-- START Source --
OMB APPROVAL

UNITED STATES SECURITIES AND
EXCHANGE COMMISSION
Washington, D.C. 20549

FORM 8-K

CURRENT REPORT
Pursuant to Section 13 OR 15(d) of The Securities Exchange Act of 1934

Date of Report (Date of earliest event reported) May 7, 2003

A.I. SOFTWARE, INC.
(Exact name of registrant as specified in its charter)

Nevada
(State or other jurisdiction of incorporation)

333-69176
(Commission File Number)

98-0351734
(IRS Employer Identification No.)

Suite 1208 - 1030 West Georgia Street, Vancouver, British Columbia, Canada V6E 2Y3
(Address of principal executive offices and Zip Code)

Registrant's telephone number, including area code 604.662.7900

Item 4. Changes in Registrant's Certifying Accountant.

Davidson & Company ("Davidson") has been dismissed as our principal independent accountant on May 7, 2003. We have engaged Marc Lumer & Company ("Lumer"), Certified Public Accountants and Management Consultants, as our principal independent accountant effective May 9, 2003. The decision to change our principal independent accountant has been approved by our Board of Directors.

The audit report of Davidson on our financial statements for the fiscal year ended June 30, 2002 did not contain any adverse opinion or disclaimer of opinion, nor were they qualified or modified as to uncertainty, audit scope, or accounting principles, except such report was modified to include an explanatory paragraph for a going concern uncertainty.
-- END Source --
-- START Extracted records --
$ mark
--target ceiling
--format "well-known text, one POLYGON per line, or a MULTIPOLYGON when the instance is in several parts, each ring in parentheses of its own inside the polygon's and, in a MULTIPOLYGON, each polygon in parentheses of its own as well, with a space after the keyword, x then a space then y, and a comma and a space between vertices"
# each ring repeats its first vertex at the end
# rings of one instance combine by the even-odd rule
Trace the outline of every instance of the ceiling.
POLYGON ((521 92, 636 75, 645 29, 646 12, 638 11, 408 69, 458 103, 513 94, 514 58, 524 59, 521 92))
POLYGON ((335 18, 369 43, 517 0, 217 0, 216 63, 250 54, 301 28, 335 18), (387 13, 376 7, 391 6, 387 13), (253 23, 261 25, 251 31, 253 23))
-- END Extracted records --
-- START Extracted records --
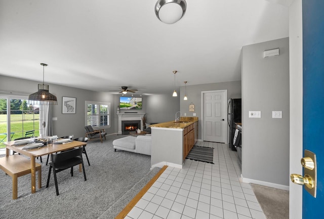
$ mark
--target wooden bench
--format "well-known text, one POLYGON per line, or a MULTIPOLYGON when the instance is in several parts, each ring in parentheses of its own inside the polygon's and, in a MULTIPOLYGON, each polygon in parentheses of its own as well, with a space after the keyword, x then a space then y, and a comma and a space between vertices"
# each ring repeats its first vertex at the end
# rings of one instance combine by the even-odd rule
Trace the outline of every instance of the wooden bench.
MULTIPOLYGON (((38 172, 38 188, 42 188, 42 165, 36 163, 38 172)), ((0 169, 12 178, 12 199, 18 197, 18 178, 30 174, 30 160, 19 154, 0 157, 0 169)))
-- END Extracted records --
-- START Extracted records --
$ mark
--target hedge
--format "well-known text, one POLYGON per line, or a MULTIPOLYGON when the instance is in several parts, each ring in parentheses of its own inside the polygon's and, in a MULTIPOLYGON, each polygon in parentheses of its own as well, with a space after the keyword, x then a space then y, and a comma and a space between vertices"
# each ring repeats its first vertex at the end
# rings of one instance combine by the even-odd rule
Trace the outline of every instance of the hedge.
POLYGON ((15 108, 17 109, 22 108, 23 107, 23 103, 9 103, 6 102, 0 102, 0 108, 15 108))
-- END Extracted records --
> Set tasks
1) Reproduce the passage of the Form 8-K starting at "Suite 1208 - 1030" and ending at "Registrant's Certifying Accountant.".
2) Write the next part of the Form 8-K, picking up after its final sentence.

> Outputs by task
1)
Suite 1208 - 1030 West Georgia Street, Vancouver, British Columbia, Canada V6E 2Y3
(Address of principal executive offices and Zip Code)

Registrant's telephone number, including area code 604.662.7900

Item 4. Changes in Registrant's Certifying Accountant.

2)
In connection with the audit of the fiscal year ended June 20, 2002 including the subsequent interim periods since engagement through May 7, 2003, the date of dismissal, we had no disagreements with Davidson with respect to accounting or auditing issues of the type discussed in Item 304(a)(iv) of Regulation S-B. Had there been any disagreements that were not resolved to their satisfaction, such disagreements would have caused Davidson to make reference in connection with their opinion to the subject matter of the disagreement. In addition, during that time there were no reportable events (as defined in Item 304(a)(1)(iv) of Regulation S-B).

During the fiscal year ending June 30, 2002, including the subsequent interim periods since engagement through May 7, 2003, the date of Davidson's dismissal, and prior to the appointment of Lumer, we (or anyone on our behalf) did not consult with Lumer regarding any of the accounting or auditing concerns stated in Item 304(a)(2) of Regulation S-B. Since there were no disagreements or reportable events (as defined in Item 304(a)(2) of Regulation S-B), we did not consult Lumer in respect to these matters during the time periods detailed herein.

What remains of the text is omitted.